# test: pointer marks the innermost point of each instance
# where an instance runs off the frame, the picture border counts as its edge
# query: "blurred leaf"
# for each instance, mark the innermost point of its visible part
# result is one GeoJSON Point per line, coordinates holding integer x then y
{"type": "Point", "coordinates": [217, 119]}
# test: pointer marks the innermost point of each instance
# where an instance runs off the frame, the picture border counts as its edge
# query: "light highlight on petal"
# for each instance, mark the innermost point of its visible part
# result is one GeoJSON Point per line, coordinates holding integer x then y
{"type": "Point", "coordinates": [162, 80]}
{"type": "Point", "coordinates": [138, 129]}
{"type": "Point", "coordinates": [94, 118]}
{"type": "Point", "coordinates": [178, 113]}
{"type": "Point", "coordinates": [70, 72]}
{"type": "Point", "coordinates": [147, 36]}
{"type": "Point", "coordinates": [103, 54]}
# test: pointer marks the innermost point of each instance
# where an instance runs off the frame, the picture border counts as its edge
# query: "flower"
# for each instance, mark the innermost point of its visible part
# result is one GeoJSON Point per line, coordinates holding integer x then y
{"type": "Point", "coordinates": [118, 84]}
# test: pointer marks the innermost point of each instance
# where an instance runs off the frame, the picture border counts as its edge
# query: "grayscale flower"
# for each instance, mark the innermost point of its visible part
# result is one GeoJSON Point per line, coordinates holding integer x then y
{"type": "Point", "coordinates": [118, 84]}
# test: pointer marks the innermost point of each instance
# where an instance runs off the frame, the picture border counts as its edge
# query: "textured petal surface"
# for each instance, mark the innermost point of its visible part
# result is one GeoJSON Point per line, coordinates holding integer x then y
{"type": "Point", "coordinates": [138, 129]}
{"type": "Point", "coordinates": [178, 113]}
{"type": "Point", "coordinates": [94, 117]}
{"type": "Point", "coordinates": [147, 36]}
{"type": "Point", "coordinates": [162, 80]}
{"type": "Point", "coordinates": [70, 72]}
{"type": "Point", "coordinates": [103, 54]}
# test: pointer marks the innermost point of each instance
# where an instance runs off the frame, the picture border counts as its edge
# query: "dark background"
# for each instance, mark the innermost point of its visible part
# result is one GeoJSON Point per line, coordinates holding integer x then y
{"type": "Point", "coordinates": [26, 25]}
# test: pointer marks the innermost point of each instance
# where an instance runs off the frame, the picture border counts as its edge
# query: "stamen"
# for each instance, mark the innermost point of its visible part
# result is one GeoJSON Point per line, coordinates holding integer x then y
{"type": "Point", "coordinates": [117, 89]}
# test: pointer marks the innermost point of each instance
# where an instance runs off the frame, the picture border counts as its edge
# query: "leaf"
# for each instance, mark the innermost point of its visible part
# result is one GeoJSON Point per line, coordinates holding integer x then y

- Given exercise: Print out every record again, exactly and in full.

- Result:
# test: pointer marks the innermost point of each instance
# where an instance runs off the frame, the picture border counts as its edge
# query: "blurred leaf"
# for each instance, mark the innermost point of its visible part
# result is one GeoJSON Point per line, coordinates holding integer x then y
{"type": "Point", "coordinates": [217, 119]}
# test: pointer marks the innermost point of each instance
# where an instance runs off the frame, the picture border counts as its edge
# query: "light highlight on petal"
# for each instance, mark the innermost point of its visible part
# result is one GeoJSON Point per line, coordinates holding integer x then y
{"type": "Point", "coordinates": [162, 80]}
{"type": "Point", "coordinates": [138, 129]}
{"type": "Point", "coordinates": [94, 118]}
{"type": "Point", "coordinates": [178, 113]}
{"type": "Point", "coordinates": [70, 72]}
{"type": "Point", "coordinates": [147, 36]}
{"type": "Point", "coordinates": [103, 54]}
# test: pointer marks the innermost point of each instance
# where an instance runs off the frame, the picture border counts as its edge
# query: "flower"
# for each instance, mark the innermost point of its visible part
# result is one GeoJSON Point per line, coordinates holding integer x then y
{"type": "Point", "coordinates": [118, 84]}
# test: pointer marks the innermost point of each instance
# where an instance runs off the frame, the picture border counts as its edge
# query: "grayscale flower"
# for each instance, mark the innermost point of its visible part
# result is one GeoJSON Point per line, coordinates holding integer x then y
{"type": "Point", "coordinates": [118, 84]}
# test: pointer marks the innermost point of each instance
# where an instance runs off the frame, the picture border counts as its edge
# query: "textured petal surface"
# for each instance, mark the innermost point of its visible part
# result is one GeoJSON Point per line, coordinates holding integer x then y
{"type": "Point", "coordinates": [138, 129]}
{"type": "Point", "coordinates": [178, 113]}
{"type": "Point", "coordinates": [94, 117]}
{"type": "Point", "coordinates": [147, 36]}
{"type": "Point", "coordinates": [162, 80]}
{"type": "Point", "coordinates": [70, 72]}
{"type": "Point", "coordinates": [103, 54]}
# test: pointer marks the innermost point of each instance
# where an instance runs off the frame, the picture border counts as its edge
# query: "dark background"
# for each instance, mark the innermost point of its visible part
# result is one GeoJSON Point per line, coordinates holding integer x then y
{"type": "Point", "coordinates": [26, 25]}
# test: pointer marks the innermost point of each instance
# where an instance runs off the frame, the picture border counts as its edge
# query: "stamen"
# for each instance, mark the innermost point of its visible part
# result is one GeoJSON Point per line, coordinates holding integer x then y
{"type": "Point", "coordinates": [117, 89]}
# test: pointer marks the innermost point of each instance
# where an instance runs off the frame, the picture border counts as its edge
# query: "leaf"
# for each instance, mark the innermost point of its visible part
# result is one GeoJSON Point per line, coordinates holding integer x then y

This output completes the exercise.